__AIM OF THE TASK__
Copy every entry precisely.

### STORED DATA ###

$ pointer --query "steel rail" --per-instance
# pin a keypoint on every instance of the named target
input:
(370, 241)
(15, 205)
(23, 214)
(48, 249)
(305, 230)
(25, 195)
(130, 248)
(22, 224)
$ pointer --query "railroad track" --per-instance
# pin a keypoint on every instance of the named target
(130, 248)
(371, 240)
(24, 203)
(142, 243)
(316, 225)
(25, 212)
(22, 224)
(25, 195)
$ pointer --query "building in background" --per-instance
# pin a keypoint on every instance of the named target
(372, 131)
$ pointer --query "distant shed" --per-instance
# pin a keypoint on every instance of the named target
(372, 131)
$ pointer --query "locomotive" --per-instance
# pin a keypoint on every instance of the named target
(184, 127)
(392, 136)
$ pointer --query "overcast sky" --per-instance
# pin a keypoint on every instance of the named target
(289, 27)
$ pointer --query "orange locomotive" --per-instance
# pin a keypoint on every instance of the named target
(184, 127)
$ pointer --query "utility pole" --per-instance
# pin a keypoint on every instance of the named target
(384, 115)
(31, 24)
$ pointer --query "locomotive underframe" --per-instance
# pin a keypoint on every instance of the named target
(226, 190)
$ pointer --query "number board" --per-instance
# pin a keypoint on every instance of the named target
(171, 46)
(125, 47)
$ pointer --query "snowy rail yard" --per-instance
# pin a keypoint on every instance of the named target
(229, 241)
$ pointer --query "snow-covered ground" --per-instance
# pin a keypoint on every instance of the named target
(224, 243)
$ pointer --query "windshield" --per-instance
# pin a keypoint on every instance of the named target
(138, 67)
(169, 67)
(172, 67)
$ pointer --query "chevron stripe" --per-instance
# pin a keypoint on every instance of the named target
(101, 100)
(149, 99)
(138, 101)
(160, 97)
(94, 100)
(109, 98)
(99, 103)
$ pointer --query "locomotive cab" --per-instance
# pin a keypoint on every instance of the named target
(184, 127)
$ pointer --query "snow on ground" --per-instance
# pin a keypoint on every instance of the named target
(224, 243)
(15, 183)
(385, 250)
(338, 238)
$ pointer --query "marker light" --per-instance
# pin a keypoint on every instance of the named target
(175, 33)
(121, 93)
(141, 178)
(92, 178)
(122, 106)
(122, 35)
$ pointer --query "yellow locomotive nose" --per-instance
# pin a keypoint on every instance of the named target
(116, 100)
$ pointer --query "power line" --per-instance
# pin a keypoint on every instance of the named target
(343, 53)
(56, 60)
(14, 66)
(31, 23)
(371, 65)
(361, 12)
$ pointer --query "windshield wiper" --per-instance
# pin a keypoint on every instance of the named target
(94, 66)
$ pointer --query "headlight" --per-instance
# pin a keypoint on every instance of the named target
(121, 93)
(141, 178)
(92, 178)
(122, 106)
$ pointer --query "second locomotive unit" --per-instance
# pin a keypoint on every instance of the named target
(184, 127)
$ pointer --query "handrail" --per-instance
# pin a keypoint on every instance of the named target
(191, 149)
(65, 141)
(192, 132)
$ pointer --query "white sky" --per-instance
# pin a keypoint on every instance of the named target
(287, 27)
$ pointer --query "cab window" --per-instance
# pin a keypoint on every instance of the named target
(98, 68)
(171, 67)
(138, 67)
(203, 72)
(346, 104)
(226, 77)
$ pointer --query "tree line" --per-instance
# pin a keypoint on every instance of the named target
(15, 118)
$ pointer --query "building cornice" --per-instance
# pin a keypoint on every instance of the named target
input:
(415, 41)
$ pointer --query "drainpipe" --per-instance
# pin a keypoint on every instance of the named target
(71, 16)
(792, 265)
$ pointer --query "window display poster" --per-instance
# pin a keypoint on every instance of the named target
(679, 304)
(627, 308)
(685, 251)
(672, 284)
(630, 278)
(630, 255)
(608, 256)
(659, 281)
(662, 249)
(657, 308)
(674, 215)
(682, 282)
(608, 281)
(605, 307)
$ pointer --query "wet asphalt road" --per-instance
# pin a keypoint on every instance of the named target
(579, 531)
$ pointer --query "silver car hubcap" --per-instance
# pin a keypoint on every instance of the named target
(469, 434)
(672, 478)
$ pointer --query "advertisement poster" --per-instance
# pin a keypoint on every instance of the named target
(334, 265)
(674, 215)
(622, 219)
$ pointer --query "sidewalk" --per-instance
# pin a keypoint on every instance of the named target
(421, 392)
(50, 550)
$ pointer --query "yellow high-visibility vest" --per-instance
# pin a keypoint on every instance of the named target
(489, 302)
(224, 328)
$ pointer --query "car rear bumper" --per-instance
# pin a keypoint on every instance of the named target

###

__WRITTEN REPLY__
$ pointer --query "steel rail" --per-instance
# pin a keypoint on every instance of the named target
input:
(370, 241)
(15, 205)
(23, 214)
(48, 249)
(305, 230)
(25, 195)
(130, 248)
(22, 224)
$ pointer --query "railroad track" --per-instance
# pin a keypoint on every instance of the named target
(130, 248)
(371, 240)
(24, 203)
(142, 243)
(316, 225)
(25, 212)
(22, 224)
(25, 195)
$ pointer --query "building in background" --per-instance
# pin a keypoint on every instance of the named target
(372, 131)
$ pointer --query "distant shed" --per-instance
# pin a keypoint on every instance of the named target
(372, 131)
$ pointer --query "locomotive" --per-instance
# pin a keypoint on every instance of the named target
(184, 127)
(392, 136)
$ pointer --query "overcast sky" --per-instance
# pin a keypoint on every instance of the named target
(289, 27)
$ pointer --query "orange locomotive" --per-instance
# pin a keypoint on every instance of the named target
(184, 127)
$ pointer --query "utility pole" --per-instance
# pin a keypoint on every instance of the named target
(384, 115)
(31, 24)
$ pointer --query "locomotive underframe" --per-instance
# pin a keypoint on every instance of the named target
(226, 190)
$ pointer --query "number board" --per-instance
# pin a keypoint on every instance of the named target
(171, 46)
(125, 47)
$ pointer --query "snowy rail yard" --per-instance
# pin a keypoint on every instance of the named target
(229, 241)
$ pointer --query "snow-covered ground" --per-instance
# pin a keypoint on every instance of the named target
(224, 243)
$ pointer --query "windshield" --per-instance
# pin a keypoint on every instance of the named target
(138, 67)
(169, 67)
(172, 67)
$ pointer --query "chevron stripe" --per-instance
# pin a keypoint on every instance of the named target
(101, 100)
(149, 99)
(138, 101)
(160, 97)
(94, 100)
(109, 98)
(99, 103)
$ pointer --query "locomotive cab" --per-instance
# pin a keypoint on every instance of the named target
(184, 127)
$ pointer --query "snow on ground" --per-instance
# pin a keypoint on every instance of the named target
(224, 243)
(15, 183)
(385, 250)
(338, 238)
$ pointer --query "marker light" --per-instance
# pin a keypoint on every instance of the named target
(175, 33)
(121, 93)
(141, 178)
(92, 178)
(122, 106)
(122, 35)
$ pointer --query "yellow locomotive nose" --per-instance
# pin a keypoint on every instance of the named target
(116, 100)
$ pointer --query "power line" --per-instance
# pin a keypoint on every instance of the named target
(343, 53)
(56, 60)
(14, 66)
(31, 23)
(371, 65)
(361, 12)
$ pointer --query "windshield wiper" --per-instance
# pin a keypoint on every instance of the named target
(94, 66)
$ pointer --query "headlight" --per-instance
# pin a keypoint on every instance of the named target
(121, 93)
(141, 178)
(92, 178)
(122, 106)
$ pointer --query "second locomotive unit" --per-instance
# pin a keypoint on every instance of the named target
(184, 127)
$ pointer --query "handrail" --per-instance
# pin a keypoint on every instance of the named target
(191, 149)
(65, 141)
(192, 132)
$ pointer --query "white sky" --per-instance
# pin a keypoint on every instance of the named target
(287, 27)
$ pointer --query "cab window" --per-instance
# pin a keypoint on every instance of the named target
(98, 68)
(171, 67)
(138, 67)
(203, 72)
(346, 104)
(226, 77)
$ pointer --query "tree line" --per-instance
# pin a keypoint on every instance of the named target
(15, 118)
$ pointer --query "building cornice" --per-instance
# pin a keypoint on every instance of the named target
input:
(415, 41)
$ pointer --query "drainpipe" --per-instance
# pin a keypoint on every instance of the named target
(71, 16)
(792, 265)
$ pointer --query "window display poster" --per-instance
# pin a keypoint on every instance of the named target
(679, 304)
(627, 308)
(685, 251)
(672, 284)
(630, 278)
(630, 255)
(608, 256)
(659, 281)
(662, 249)
(657, 308)
(674, 215)
(682, 282)
(608, 281)
(605, 307)
$ pointer --query "wet asphalt road" --per-instance
# pin a keypoint on every instance of the named target
(579, 531)
$ pointer --query "silver car hubcap" --per-instance
# pin a keypoint on every instance of the named target
(469, 434)
(672, 478)
$ pointer --query "advertisement poster" --per-instance
# pin a keypoint on every instance of the named target
(334, 265)
(674, 215)
(622, 219)
$ pointer --query "sidewalk" --per-instance
# pin a keypoint on every instance of the named target
(421, 392)
(50, 550)
$ pointer --query "yellow high-visibility vest" --per-instance
# pin a keypoint on every instance of the named target
(489, 302)
(224, 328)
$ pointer --query "car rear bumper" --per-instance
# pin a keypoint on every instance of the named target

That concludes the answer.